Detto questo, nulla toglie al fatto che Natale è, e rimane, la celebrazione dell’amore di Dio che entra nel mondo. Un amore gratuito, donato e mai imposto. Un amore che si offre come Figlio di Dio per ricordarci che la dolcezza vince sull’arroganza, l’innocenza sulla malizia, la vita sul peccato e sulla morte. La storia del Natale è la storia dell’amore di Dio che “scende” e si fa vicino a ogni uomo e donna di buona volontà.

E così ancora oggi, il Natale continua a rivolgersi anche agli uomini e alle donne di questo nostro tempo, sempre più distratti dai loro interessi immediati, sempre di corsa, sempre preoccupati, spesso anche lontani da Dio. E’ una voce che grida: “Fermatevi, perché state perdendo tempo!”. Un invito antico, ma sempre nuovo e valido, a tacere, ascoltare, riflettere, accogliere e ringraziare. Domandiamoci: lo sappiamo ancora fare? Sappiamo essere presenti e noi stessi e agli altri?
—————
▶ Attività 1
Secondo il testo sul Natale, che cosa grida la voce del Natale agli uomini e alle donne di oggi?
▶ Attività 2
Prosegua il testo sul Natale dopo l'ultima frase riportata.
Le voci del dataset non hanno alcun rapporto con il testo sul Natale.

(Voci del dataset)
—————
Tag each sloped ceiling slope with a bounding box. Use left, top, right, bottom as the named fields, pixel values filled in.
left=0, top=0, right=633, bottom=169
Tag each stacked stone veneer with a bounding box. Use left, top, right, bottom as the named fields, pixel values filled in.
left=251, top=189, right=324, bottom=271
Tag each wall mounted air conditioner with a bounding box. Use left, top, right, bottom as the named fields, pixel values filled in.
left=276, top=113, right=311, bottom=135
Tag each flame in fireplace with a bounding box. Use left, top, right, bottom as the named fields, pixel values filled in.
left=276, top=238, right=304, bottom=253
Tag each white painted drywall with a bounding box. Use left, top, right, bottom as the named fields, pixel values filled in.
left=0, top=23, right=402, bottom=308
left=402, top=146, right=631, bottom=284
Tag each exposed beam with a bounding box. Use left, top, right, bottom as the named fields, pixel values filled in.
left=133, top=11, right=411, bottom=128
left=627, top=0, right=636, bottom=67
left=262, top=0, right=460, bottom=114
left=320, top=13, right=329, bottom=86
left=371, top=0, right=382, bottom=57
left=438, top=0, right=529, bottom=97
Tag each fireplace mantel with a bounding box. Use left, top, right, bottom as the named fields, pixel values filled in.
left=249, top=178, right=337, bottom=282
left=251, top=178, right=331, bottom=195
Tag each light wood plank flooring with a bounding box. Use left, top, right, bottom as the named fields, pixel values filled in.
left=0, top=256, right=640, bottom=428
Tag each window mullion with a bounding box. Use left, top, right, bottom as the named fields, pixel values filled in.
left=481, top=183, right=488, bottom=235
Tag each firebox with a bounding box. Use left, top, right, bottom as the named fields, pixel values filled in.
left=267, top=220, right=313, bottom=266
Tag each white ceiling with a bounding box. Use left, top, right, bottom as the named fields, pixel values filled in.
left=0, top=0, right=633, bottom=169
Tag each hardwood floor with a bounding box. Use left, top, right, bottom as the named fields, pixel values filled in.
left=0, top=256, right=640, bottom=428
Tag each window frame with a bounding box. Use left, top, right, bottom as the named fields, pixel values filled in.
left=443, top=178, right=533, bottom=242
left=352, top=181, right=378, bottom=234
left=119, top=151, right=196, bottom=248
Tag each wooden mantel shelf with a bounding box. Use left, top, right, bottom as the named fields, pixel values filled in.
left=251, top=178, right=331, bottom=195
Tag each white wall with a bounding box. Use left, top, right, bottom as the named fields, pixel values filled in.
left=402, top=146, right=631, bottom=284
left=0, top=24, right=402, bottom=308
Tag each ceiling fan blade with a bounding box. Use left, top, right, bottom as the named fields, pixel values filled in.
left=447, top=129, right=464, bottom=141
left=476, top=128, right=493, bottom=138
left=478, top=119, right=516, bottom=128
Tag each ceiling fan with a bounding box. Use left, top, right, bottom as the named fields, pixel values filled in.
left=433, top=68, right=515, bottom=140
—————
▶ Risposta attesa 1
«Fermatevi, perché state perdendo tempo!»

▶ Risposta attesa 2
C’è però, un altro aspetto del Natale che ci coinvolge in modo tutto particolare. Proprio da qui la grande presa che questa festa ha da sempre nel sentire comune. Noi diciamo nel credo “Dio si è fatto uomo” ma è più corretto dire Dio si è fatto bambino, piccolo e indifeso, bisognoso di tutto, inerme e incapace di esprimersi.  “Puer natus est nobis” (Is 9,5) un bambino è nato per noi, cantiamo noi monaci nella liturgia del Natale. Cosa c’è di più debole al mondo? Ma cosa c’è di più bello e carico di fiducia di un bambino che viene al mondo? Chi non si sente addolcito, intenerito, commosso e coinvolto davanti a un sorriso o uno sguardo di un bambino?  Forse è anche la nostalgia per quella innocenza che abbiamo perduta diventando grandi in un mondo cinico e spietato. Ogni volta che nasce un bambino il mondo si trasforma, ogni bambino che nasce è anche nostro. La nascita di un bambino equivale a una promessa. Ci dice che non è vero che il mondo è alla fine, ma che può continuare a esistere. Non ha più senso dire “dove andremo mai a finire?”, perché ogni bambino che nasce è il rinascere di una speranza. Ogni bambino che muore invece è una sconfitta pesante, per tutti.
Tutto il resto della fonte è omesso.